[[ Exercise materials, beginning ]]

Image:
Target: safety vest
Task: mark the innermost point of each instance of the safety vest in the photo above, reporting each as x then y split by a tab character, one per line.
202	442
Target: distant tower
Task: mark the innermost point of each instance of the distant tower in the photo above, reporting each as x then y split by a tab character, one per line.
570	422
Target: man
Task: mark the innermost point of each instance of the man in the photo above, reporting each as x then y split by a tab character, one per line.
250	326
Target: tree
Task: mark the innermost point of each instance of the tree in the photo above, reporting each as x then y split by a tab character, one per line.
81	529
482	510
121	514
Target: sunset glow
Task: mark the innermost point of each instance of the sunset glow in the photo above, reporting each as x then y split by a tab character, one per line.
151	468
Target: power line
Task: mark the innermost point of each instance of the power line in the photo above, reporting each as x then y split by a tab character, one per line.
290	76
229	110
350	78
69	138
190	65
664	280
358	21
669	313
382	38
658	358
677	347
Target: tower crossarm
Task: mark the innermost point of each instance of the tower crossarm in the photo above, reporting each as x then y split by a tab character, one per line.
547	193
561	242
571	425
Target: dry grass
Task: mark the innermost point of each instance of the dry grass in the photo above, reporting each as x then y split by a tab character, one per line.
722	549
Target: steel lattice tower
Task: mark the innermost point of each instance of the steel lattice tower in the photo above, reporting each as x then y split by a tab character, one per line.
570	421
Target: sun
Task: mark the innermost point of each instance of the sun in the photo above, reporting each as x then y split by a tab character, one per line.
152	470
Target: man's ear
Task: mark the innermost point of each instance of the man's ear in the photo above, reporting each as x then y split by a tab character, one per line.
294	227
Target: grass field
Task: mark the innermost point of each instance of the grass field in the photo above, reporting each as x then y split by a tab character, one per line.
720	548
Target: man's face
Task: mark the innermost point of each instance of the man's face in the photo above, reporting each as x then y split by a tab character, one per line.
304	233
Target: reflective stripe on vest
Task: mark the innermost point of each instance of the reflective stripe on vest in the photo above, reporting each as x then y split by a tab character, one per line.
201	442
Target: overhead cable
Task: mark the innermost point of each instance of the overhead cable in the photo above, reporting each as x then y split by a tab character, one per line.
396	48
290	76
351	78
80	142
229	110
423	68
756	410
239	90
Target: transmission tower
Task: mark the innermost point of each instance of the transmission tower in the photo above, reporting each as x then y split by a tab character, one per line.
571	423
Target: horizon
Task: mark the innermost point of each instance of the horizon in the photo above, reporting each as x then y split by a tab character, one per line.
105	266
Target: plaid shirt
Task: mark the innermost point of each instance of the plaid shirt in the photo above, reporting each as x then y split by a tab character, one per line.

[[ Exercise materials, end ]]

**To do:**
Among the lines of the preceding listing, tally those that include "plaid"; reply with the number alone.

**Written solution:**
2